Try it |
Search the records for the string "watermark" and copy every line in which it appears.

(Collected data entries)
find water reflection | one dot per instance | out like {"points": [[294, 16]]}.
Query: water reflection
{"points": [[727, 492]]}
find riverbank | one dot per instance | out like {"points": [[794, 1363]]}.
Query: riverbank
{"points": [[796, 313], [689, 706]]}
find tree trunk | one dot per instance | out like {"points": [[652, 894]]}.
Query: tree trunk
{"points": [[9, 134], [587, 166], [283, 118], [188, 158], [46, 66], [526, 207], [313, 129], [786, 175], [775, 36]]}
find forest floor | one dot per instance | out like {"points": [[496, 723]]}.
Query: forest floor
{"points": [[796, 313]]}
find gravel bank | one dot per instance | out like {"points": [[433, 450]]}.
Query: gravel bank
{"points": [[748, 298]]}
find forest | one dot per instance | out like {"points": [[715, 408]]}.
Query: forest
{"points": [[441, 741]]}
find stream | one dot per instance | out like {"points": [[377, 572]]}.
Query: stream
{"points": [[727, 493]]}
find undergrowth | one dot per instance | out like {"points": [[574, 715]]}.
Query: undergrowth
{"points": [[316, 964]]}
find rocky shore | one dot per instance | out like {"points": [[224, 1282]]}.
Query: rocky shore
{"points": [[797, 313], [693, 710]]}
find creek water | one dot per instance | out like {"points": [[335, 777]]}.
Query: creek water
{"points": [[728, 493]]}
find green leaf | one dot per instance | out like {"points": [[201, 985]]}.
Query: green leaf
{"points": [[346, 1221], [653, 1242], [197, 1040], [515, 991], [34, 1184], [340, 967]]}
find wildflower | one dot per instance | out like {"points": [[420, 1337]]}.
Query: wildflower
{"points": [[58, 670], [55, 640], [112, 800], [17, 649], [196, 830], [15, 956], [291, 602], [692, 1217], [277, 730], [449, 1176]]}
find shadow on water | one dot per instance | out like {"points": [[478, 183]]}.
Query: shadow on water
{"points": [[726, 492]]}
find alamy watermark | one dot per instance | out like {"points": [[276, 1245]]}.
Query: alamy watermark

---

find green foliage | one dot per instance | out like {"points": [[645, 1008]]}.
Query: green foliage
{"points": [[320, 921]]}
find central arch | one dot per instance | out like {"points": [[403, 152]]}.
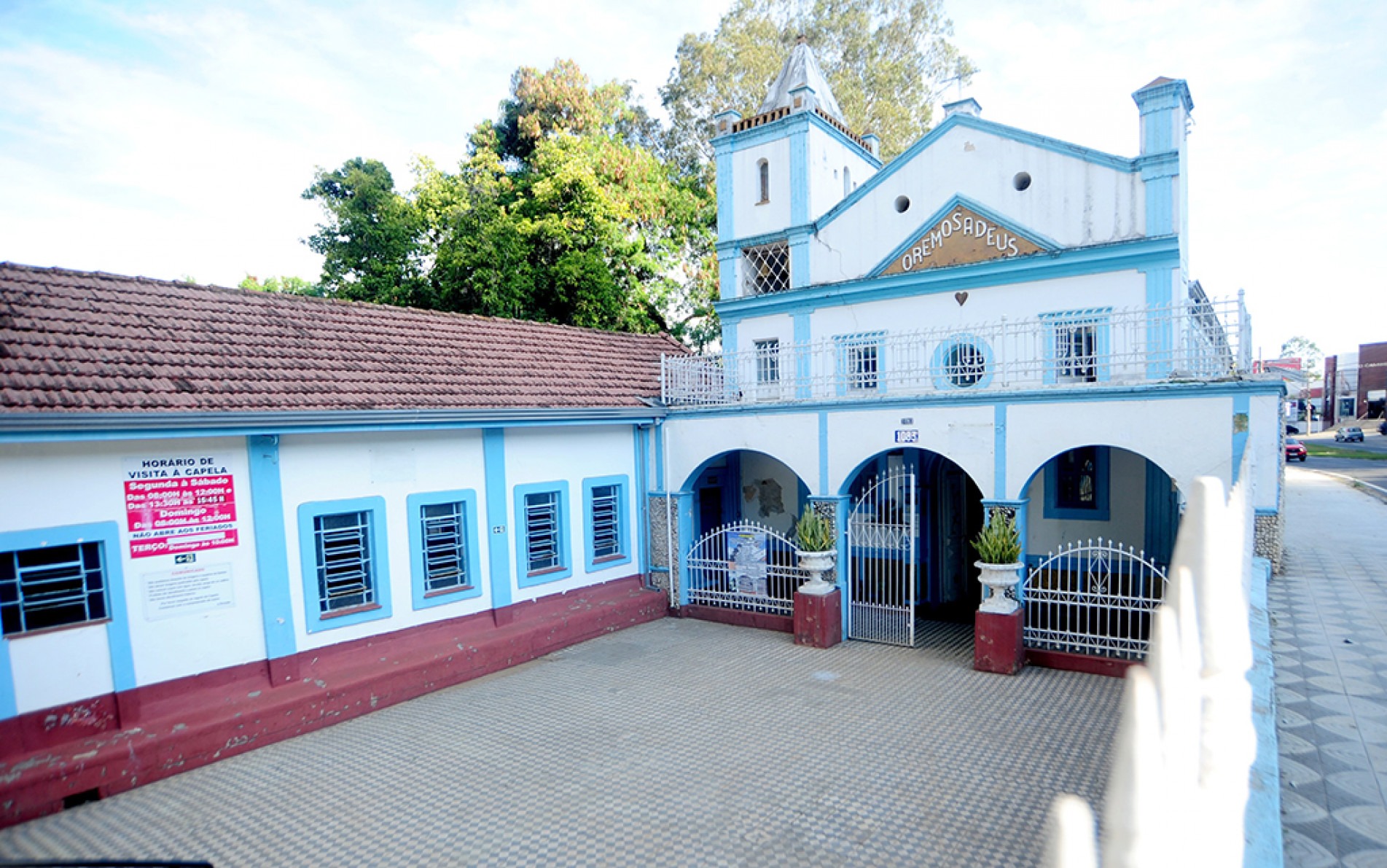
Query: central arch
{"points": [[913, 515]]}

Solution for this task |
find alamy watermark | one dot per instance | out like {"points": [[276, 1245]]}.
Query: alamy watermark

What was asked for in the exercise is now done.